■ **ACTION ITEM**
Counting only lines that contain the string "target", how many are there in the data? Say the number alone.

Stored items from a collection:

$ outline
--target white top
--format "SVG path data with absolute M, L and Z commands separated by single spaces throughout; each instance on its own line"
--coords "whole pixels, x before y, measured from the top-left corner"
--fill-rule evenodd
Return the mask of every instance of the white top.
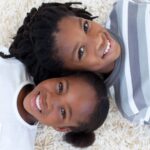
M 0 47 L 0 51 L 7 51 Z M 17 97 L 33 84 L 24 65 L 15 58 L 0 57 L 0 150 L 33 150 L 37 125 L 29 125 L 18 113 Z

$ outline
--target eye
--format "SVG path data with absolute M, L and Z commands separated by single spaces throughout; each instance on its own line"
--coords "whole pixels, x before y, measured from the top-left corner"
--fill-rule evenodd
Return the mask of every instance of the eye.
M 88 23 L 87 20 L 83 24 L 83 30 L 84 30 L 85 33 L 87 33 L 88 30 L 89 30 L 89 23 Z
M 63 89 L 64 89 L 63 83 L 59 82 L 57 85 L 58 94 L 61 94 L 63 92 Z
M 60 108 L 60 113 L 63 119 L 66 118 L 66 111 L 64 108 Z
M 80 47 L 79 51 L 78 51 L 78 59 L 81 60 L 81 58 L 83 57 L 83 54 L 85 52 L 85 47 Z

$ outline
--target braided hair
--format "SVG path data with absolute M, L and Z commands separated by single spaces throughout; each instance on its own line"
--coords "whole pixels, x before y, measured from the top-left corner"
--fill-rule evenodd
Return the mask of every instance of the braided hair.
M 78 16 L 92 20 L 93 17 L 86 8 L 74 8 L 69 3 L 43 3 L 38 9 L 32 8 L 18 29 L 9 52 L 25 64 L 35 83 L 50 77 L 68 74 L 63 69 L 63 62 L 57 57 L 57 48 L 54 33 L 58 32 L 58 22 L 66 16 Z

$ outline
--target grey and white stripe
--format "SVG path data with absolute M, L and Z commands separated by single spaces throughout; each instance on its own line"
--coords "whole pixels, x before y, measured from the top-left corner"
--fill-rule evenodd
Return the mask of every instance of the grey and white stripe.
M 107 27 L 118 33 L 124 44 L 123 69 L 119 81 L 113 83 L 117 105 L 128 119 L 149 122 L 150 3 L 119 0 Z

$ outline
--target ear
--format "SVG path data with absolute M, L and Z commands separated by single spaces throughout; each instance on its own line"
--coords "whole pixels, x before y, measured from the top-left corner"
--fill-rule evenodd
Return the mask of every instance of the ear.
M 69 127 L 54 128 L 54 129 L 59 132 L 70 132 L 71 131 L 71 129 Z

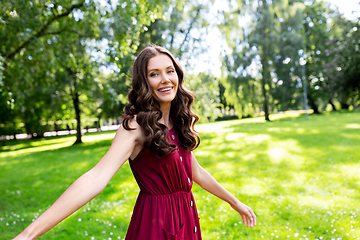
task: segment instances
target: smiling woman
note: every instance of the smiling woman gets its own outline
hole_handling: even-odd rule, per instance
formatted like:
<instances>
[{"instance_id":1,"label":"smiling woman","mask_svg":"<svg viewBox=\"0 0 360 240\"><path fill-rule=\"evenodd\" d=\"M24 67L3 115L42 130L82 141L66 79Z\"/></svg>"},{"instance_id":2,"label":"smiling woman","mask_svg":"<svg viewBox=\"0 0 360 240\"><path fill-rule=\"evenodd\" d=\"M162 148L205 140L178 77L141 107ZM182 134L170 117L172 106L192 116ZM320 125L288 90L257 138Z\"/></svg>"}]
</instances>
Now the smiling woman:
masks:
<instances>
[{"instance_id":1,"label":"smiling woman","mask_svg":"<svg viewBox=\"0 0 360 240\"><path fill-rule=\"evenodd\" d=\"M105 156L18 237L36 239L97 196L129 159L139 185L126 240L199 240L200 223L193 182L226 201L247 227L253 210L223 188L197 162L200 143L191 111L193 94L184 86L181 66L158 46L146 47L133 67L125 117Z\"/></svg>"},{"instance_id":2,"label":"smiling woman","mask_svg":"<svg viewBox=\"0 0 360 240\"><path fill-rule=\"evenodd\" d=\"M159 91L170 86L174 89ZM173 127L186 150L192 151L199 145L193 128L199 117L191 111L194 96L184 87L183 70L168 50L153 46L139 54L128 97L123 126L131 130L129 123L136 117L146 136L144 146L156 156L172 152L174 146L166 140L166 132Z\"/></svg>"}]
</instances>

■ **RESPONSE FOR THIS EXERCISE**
6